:: Data ::

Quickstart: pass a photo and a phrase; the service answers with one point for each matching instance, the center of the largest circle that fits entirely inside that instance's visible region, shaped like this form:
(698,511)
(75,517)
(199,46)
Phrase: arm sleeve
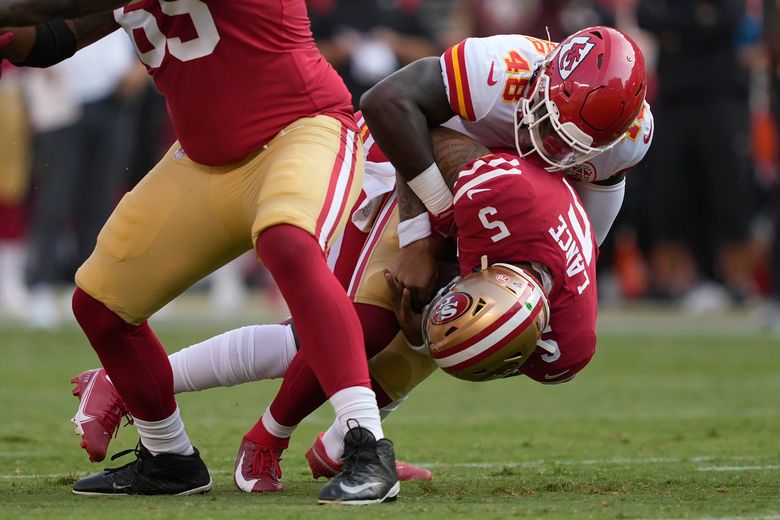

:::

> **What is needed**:
Please print the entries above exactly. Skip every picture.

> **Reply**:
Quickstart: pass a photo and a phrase; the service answers with one point for each matching instance, the center of the largest circle that fits entirely inside that instance's visible region, shaped like this form:
(698,511)
(75,517)
(199,46)
Phrase: arm sleeve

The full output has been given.